## What is asked:
Update the rows below by replacing every "pixel coordinates" with "image coordinates" and leaving the rest of each line as it is.

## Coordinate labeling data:
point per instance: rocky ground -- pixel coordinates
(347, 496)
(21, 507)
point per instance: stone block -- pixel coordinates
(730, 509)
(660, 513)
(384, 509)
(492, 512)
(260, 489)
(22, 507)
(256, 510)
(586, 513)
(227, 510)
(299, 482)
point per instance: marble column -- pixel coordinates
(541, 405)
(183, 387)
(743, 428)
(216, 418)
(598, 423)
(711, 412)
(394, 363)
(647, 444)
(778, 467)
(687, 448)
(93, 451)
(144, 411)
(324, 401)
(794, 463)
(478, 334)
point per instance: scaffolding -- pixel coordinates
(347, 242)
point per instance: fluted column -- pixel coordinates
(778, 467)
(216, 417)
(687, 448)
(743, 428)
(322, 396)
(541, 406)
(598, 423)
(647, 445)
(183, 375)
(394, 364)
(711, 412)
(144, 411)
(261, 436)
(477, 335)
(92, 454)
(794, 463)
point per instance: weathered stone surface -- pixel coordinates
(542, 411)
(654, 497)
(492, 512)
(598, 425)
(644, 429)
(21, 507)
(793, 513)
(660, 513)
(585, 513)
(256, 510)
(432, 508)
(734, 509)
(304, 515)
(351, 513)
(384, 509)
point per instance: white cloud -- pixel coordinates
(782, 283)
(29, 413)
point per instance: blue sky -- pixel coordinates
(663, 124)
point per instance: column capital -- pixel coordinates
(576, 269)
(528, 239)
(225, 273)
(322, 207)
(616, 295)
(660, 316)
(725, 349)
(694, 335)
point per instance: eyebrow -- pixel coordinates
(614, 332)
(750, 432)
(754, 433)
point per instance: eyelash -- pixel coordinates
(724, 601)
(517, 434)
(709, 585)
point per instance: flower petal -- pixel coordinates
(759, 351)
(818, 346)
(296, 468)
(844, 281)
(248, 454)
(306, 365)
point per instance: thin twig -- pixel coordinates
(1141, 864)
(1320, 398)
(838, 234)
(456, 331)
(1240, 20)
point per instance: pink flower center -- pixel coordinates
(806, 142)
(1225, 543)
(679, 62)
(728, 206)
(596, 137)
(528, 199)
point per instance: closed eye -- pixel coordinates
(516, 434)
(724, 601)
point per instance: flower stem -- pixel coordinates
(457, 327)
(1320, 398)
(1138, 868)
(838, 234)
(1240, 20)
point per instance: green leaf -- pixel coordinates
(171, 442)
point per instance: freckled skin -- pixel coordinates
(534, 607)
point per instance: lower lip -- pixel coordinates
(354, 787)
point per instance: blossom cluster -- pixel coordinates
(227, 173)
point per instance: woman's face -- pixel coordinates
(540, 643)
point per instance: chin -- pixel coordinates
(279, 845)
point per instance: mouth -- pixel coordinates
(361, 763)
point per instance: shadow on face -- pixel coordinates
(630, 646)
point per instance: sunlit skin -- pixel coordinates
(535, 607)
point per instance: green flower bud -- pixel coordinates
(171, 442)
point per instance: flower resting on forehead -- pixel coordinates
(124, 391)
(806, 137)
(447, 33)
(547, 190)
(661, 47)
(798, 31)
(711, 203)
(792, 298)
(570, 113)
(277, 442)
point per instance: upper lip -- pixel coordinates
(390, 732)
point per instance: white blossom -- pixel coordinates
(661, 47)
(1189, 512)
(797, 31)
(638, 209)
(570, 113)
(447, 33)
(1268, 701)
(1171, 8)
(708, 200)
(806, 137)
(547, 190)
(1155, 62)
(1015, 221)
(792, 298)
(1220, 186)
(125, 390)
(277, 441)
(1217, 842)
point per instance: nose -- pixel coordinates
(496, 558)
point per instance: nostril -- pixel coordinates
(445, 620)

## In response:
point per instance: rocky ground -- image coordinates
(347, 496)
(21, 507)
point per instance: stone block -- image coordinates
(730, 509)
(660, 513)
(384, 509)
(492, 512)
(260, 489)
(22, 507)
(256, 510)
(586, 513)
(227, 510)
(299, 482)
point per instance: marble column -- image coordinates
(541, 405)
(183, 387)
(743, 428)
(216, 418)
(598, 423)
(711, 412)
(394, 363)
(647, 444)
(778, 467)
(687, 448)
(93, 451)
(144, 411)
(324, 401)
(794, 463)
(478, 334)
point per instance: scaffolding -- image coordinates
(347, 242)
point per instance: fluted column -- image coordinates
(778, 467)
(216, 417)
(687, 448)
(743, 428)
(322, 396)
(541, 406)
(598, 423)
(647, 445)
(183, 375)
(394, 364)
(711, 412)
(144, 411)
(261, 436)
(477, 335)
(92, 454)
(794, 463)
point per instance: weathered stone surface -- image coordinates
(542, 411)
(654, 497)
(492, 512)
(598, 425)
(644, 429)
(21, 507)
(793, 513)
(660, 513)
(585, 513)
(256, 510)
(432, 508)
(734, 509)
(304, 515)
(351, 513)
(384, 509)
point per instance: white cloud -- image coordinates
(782, 283)
(29, 413)
point per instance: blue sky -- image coordinates
(663, 124)
point per instance: column capital -- image coordinates
(576, 269)
(528, 239)
(225, 273)
(322, 207)
(616, 295)
(660, 316)
(725, 349)
(694, 335)
point per instance: eyebrow -- image coordinates
(614, 332)
(750, 432)
(754, 433)
point per instance: eyelash -- image coordinates
(724, 601)
(517, 434)
(709, 585)
point per instance: flower petal -- image coordinates
(759, 351)
(818, 346)
(296, 468)
(844, 281)
(248, 454)
(306, 365)
point per instance: thin twig -- image coordinates
(1141, 864)
(1320, 398)
(838, 234)
(456, 331)
(1240, 20)
point per instance: pink flower center -- image coordinates
(806, 142)
(1225, 543)
(679, 62)
(728, 206)
(596, 137)
(528, 199)
point per instance: closed eye -- image coordinates
(516, 434)
(724, 601)
point per instance: flower stem -- image coordinates
(457, 327)
(1320, 398)
(1138, 868)
(838, 234)
(1240, 20)
point per instance: green leaf -- image coordinates
(171, 442)
point per instance: freckled skin -- image coordinates
(534, 607)
point per instance: lower lip -- image coordinates
(354, 787)
point per instance: blossom cluster -- image coordinates
(227, 173)
point per instance: woman's face -- image coordinates
(540, 643)
point per instance: chin -- image coordinates
(279, 845)
point per instance: mouth -- image coordinates
(361, 763)
point per instance: shadow on face -- image coordinates
(630, 646)
point per instance: sunlit skin -- image coordinates
(535, 607)
point per instance: green flower bud -- image coordinates
(171, 442)
point per instance: flower resting on forehead -- image coordinates
(124, 391)
(806, 137)
(447, 33)
(547, 190)
(661, 47)
(798, 31)
(711, 203)
(792, 298)
(570, 113)
(277, 442)
point per instance: upper lip -- image coordinates
(390, 732)
point per instance: white blossom -- image coordinates
(661, 47)
(1189, 512)
(797, 31)
(638, 209)
(570, 113)
(447, 33)
(1268, 701)
(1171, 8)
(708, 200)
(806, 137)
(547, 190)
(1155, 62)
(1015, 221)
(792, 298)
(1220, 186)
(125, 390)
(277, 441)
(1217, 842)
point per instance: nose -- image coordinates
(496, 558)
point per instance: nostril -- image coordinates
(445, 620)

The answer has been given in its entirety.